Point annotations for photos
===============

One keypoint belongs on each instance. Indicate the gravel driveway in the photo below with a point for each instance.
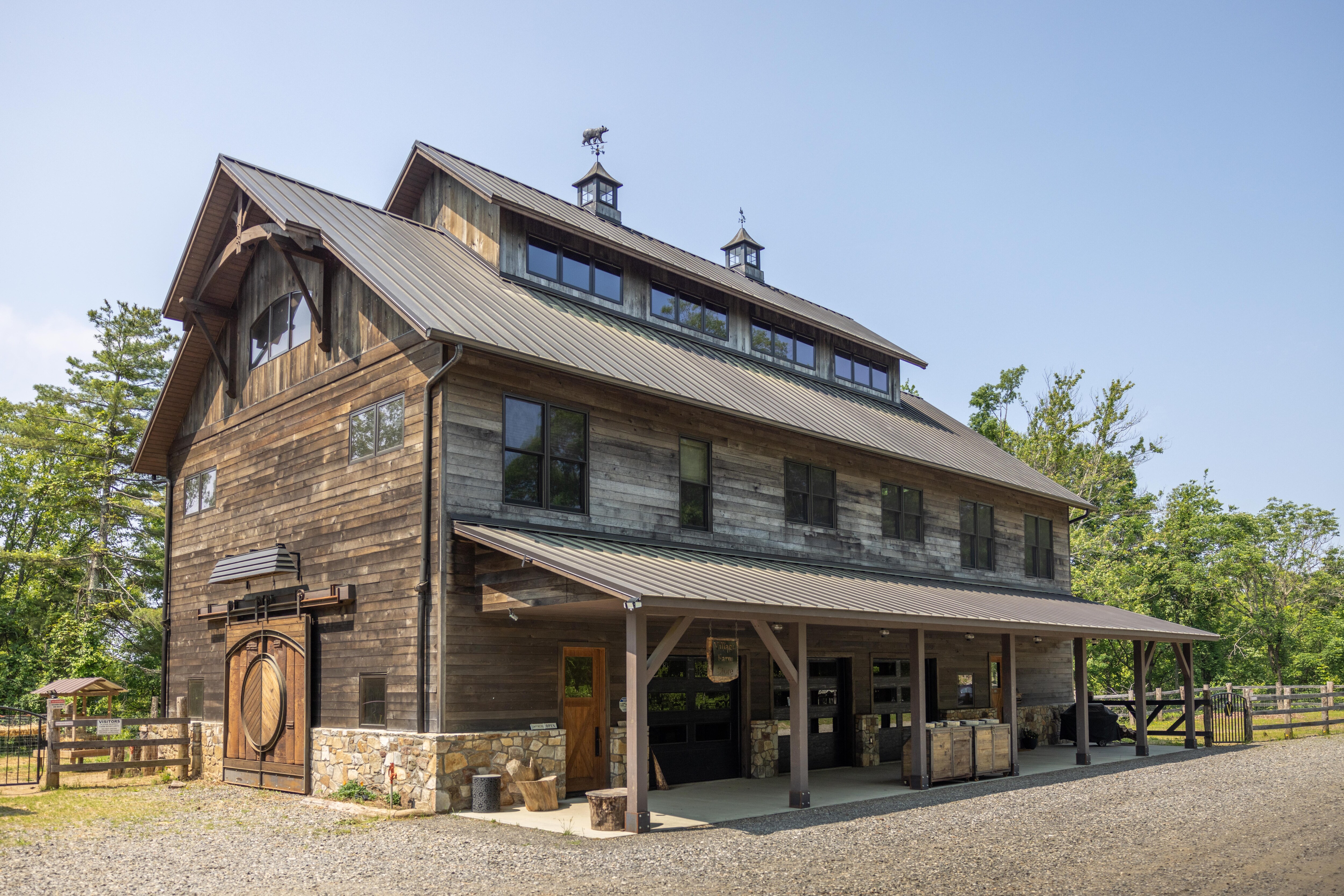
(1252, 820)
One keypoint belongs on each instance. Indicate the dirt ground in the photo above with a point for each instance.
(1264, 819)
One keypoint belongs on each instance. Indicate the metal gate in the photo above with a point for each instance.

===============

=== Problem description ===
Reproduce each record above by retyping it exactly; omit all images.

=== Task response ===
One keypoint belongs on each instance. Indicate the gravel driveway in the photo below with a point for each instance.
(1252, 820)
One keypoint belongs on each instance. Indicate the dirt ground in the photo above with a point for each instance.
(1264, 819)
One keypoint belongs on each instance. Indicate the metal gate in the photo above with a point for each instance.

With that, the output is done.